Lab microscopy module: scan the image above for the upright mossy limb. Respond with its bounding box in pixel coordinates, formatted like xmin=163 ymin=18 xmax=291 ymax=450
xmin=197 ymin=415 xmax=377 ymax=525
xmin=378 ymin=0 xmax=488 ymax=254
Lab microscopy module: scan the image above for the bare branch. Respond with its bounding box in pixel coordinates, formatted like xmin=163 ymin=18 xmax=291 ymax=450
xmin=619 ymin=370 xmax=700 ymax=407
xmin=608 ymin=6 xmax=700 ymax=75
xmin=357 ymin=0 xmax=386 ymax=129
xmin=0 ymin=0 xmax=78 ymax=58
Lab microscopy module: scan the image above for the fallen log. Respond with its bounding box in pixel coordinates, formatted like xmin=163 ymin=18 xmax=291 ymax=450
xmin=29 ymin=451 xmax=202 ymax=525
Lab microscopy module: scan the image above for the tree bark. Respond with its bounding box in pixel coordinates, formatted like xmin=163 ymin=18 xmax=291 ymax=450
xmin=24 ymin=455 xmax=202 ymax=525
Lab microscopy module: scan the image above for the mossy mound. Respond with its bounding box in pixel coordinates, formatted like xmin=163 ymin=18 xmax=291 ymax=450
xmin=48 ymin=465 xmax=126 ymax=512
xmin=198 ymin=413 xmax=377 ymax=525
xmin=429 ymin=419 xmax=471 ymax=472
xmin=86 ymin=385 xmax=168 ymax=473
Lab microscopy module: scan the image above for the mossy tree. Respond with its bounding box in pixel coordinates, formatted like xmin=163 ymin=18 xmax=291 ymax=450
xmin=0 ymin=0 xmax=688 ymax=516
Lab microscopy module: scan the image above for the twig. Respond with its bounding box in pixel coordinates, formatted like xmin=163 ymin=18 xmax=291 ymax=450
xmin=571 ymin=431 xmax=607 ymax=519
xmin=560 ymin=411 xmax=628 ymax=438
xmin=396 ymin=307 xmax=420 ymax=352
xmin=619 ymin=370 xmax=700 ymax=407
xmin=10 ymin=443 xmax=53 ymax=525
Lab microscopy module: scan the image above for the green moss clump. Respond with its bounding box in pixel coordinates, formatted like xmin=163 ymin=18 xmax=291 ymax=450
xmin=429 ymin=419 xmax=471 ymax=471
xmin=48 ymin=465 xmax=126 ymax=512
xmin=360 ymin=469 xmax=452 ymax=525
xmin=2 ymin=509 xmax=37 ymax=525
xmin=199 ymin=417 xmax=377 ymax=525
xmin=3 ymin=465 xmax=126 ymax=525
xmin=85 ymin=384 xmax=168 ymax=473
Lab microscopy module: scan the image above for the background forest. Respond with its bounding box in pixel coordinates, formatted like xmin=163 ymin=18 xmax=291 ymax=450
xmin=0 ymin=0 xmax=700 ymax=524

* * * * * * *

> [Aim] Copy out all the records above, swapping every "bounding box" for "enclosing rectangle" and changing nothing else.

> [Output]
Lab microscopy module: scan the image above for the upright mossy limb. Respond with its enclosing rectangle in pixel coordinates, formatted like xmin=163 ymin=18 xmax=291 ymax=450
xmin=197 ymin=415 xmax=377 ymax=525
xmin=378 ymin=0 xmax=488 ymax=254
Lab microscopy module: scan the image above for the bare branch. Respond with its enclosing rectangle in pixel coordinates, formatted like xmin=163 ymin=18 xmax=291 ymax=450
xmin=619 ymin=370 xmax=700 ymax=407
xmin=608 ymin=6 xmax=700 ymax=75
xmin=357 ymin=0 xmax=386 ymax=129
xmin=0 ymin=0 xmax=78 ymax=58
Lab microscopy module: scan the image above for the fallen log. Respond with its enclosing rectangle in pixel coordinates, formatted like xmin=163 ymin=18 xmax=291 ymax=450
xmin=29 ymin=451 xmax=202 ymax=525
Lab microscopy module: scan the image above for the tree bark. Respond with its enclosing rectangle in pixel coordinates, formatted like xmin=163 ymin=18 xmax=291 ymax=450
xmin=24 ymin=455 xmax=202 ymax=525
Lab microscopy module: scan the image above for the mossy mound. Respond with its enclosing rectangle in pixel coordinates, formatted like xmin=163 ymin=18 xmax=291 ymax=450
xmin=48 ymin=465 xmax=126 ymax=512
xmin=198 ymin=413 xmax=377 ymax=525
xmin=429 ymin=419 xmax=471 ymax=472
xmin=86 ymin=385 xmax=168 ymax=473
Lab microscopy module: scan the image above for the mossy tree. Respond with its enclosing rectangle in pixel coordinates, formatted like xmin=163 ymin=18 xmax=291 ymax=450
xmin=0 ymin=0 xmax=688 ymax=516
Lab microscopy module: scan the image above for the twig. Respond with its enclosing rectangle in pixel coordinates, formatted like xmin=163 ymin=18 xmax=291 ymax=450
xmin=571 ymin=431 xmax=607 ymax=519
xmin=560 ymin=411 xmax=628 ymax=438
xmin=396 ymin=307 xmax=420 ymax=352
xmin=619 ymin=370 xmax=700 ymax=407
xmin=10 ymin=443 xmax=53 ymax=525
Lab microscopy module: scan the image above for the green moss clump. Respond with its enclosing rectangle in pixel coordinates, formatted like xmin=163 ymin=18 xmax=291 ymax=450
xmin=429 ymin=419 xmax=471 ymax=471
xmin=48 ymin=465 xmax=126 ymax=512
xmin=360 ymin=469 xmax=452 ymax=525
xmin=2 ymin=509 xmax=37 ymax=525
xmin=199 ymin=417 xmax=377 ymax=525
xmin=3 ymin=465 xmax=126 ymax=525
xmin=85 ymin=384 xmax=168 ymax=473
Lab microscopy module: scan the image above for the background forest. Respond with its enclosing rectangle in pixel coordinates, formatted like xmin=163 ymin=18 xmax=291 ymax=450
xmin=0 ymin=0 xmax=700 ymax=524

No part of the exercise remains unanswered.